- Actions to take:
a. Reproduce the passage of the blog post starting with "What happens when" and going on through "in this place?".
b. In the rows, starting with the line with "foliage in the picture above?" and going on through the end of the rows, replace "one point" with "a single point" and keep everything else unchanged. Give back only those lines, leaving out the pictures.

- Source extract:
What happens when your plans don’t work out? I’m a little lost ya’ll. I’m a little stuck in my mind, allowing fear and doubt to cloud my judgement. I’m extremely hard on myself and extremely impatient. So enjoying the journey is hard for me but I understand that the journey is 90% of it. I feel like the wind was knocked out of my sails and I’ve been having a hard time recovering. I hate working without focus and ultimately I feel unfocused and without direction. What do you all do when you’re in this place?
I posted on Instagram yesterday with this question and got SO many responses. I’m trying to focus in on the things that I enjoy that make me happy, breaking it down that way. So what do I love about blogging, why did I start? I love styling and fashion. I love creating images and being creative. I love empowering and inspiring people to be more confident, to build more self esteem and be bad bitches. What don’t I like? The comparison, the industry of it, sponsored posts, ads, lack of financial compensation, number of likes/follows/comments as a way to measure value. I’m telling you miss me with this extra shit. I’m tired of it. Even typing that, I’m like mannn why do I keep this going? I truly love the creating of it. When I boil everything I’m passionate about it comes back to being creative and creating, story telling.

- Information supplied:
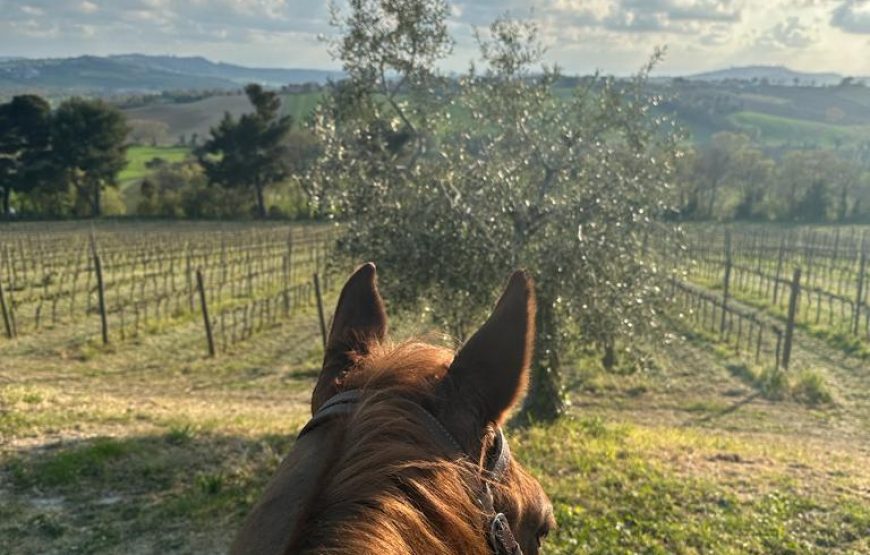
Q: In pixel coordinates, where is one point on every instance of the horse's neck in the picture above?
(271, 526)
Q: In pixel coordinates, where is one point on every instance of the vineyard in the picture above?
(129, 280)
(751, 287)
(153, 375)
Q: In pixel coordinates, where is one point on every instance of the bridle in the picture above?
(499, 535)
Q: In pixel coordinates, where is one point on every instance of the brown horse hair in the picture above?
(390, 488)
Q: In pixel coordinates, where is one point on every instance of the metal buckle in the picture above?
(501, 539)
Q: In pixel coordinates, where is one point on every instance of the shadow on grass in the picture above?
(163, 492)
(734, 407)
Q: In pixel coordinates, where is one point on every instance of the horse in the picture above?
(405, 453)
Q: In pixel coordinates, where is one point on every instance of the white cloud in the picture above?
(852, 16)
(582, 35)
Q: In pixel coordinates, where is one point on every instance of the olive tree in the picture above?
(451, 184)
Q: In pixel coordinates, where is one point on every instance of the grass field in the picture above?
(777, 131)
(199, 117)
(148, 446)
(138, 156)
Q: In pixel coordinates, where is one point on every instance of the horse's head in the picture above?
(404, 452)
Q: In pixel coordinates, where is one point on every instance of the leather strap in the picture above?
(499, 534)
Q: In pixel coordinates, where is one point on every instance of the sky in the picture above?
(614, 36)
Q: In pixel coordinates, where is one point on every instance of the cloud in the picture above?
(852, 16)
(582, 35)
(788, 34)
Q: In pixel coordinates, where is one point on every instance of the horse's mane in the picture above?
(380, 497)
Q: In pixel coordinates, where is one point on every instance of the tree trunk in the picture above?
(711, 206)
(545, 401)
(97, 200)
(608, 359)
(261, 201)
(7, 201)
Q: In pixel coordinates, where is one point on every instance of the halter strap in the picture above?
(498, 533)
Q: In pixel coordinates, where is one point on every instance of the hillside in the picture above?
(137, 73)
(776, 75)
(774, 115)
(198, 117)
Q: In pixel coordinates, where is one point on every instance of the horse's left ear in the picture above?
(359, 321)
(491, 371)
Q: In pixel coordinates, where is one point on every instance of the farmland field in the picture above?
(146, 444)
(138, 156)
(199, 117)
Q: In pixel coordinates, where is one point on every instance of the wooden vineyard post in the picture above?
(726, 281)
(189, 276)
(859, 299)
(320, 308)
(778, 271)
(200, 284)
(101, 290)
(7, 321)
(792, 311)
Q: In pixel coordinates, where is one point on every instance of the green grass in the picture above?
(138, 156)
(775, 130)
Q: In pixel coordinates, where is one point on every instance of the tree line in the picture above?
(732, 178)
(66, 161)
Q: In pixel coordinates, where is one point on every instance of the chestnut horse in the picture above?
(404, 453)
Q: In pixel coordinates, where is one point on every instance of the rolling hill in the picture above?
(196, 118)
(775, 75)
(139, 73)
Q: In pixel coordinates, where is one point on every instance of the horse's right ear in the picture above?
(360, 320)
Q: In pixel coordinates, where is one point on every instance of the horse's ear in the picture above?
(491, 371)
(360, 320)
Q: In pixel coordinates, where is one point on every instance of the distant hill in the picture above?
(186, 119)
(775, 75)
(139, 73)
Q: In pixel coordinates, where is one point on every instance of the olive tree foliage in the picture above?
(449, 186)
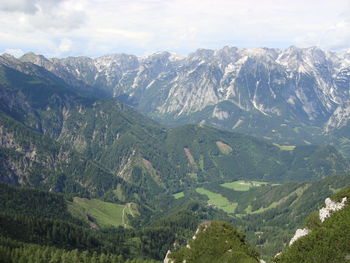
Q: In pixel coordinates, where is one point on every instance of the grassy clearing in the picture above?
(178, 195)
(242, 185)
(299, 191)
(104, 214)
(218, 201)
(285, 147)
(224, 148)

- Answers given:
a.
What happens when your plans don’t work out? I’m a little lost ya’ll. I’m a little stuck in my mind, allowing fear and doubt to cloud my judgement. I’m extremely hard on myself and extremely impatient. So enjoying the journey is hard for me but I understand that the journey is 90% of it. I feel like the wind was knocked out of my sails and I’ve been having a hard time recovering. I hate working without focus and ultimately I feel unfocused and without direction. What do you all do when you’re in this place?

b.
Q: In pixel coordinates, where is a single point on every instance of the olive tree foliage in the picture above?
(449, 186)
Q: In pixel coordinates, where is a single point on every instance of the grassy clearing in the picture above?
(178, 195)
(242, 185)
(299, 191)
(104, 214)
(218, 201)
(285, 147)
(224, 148)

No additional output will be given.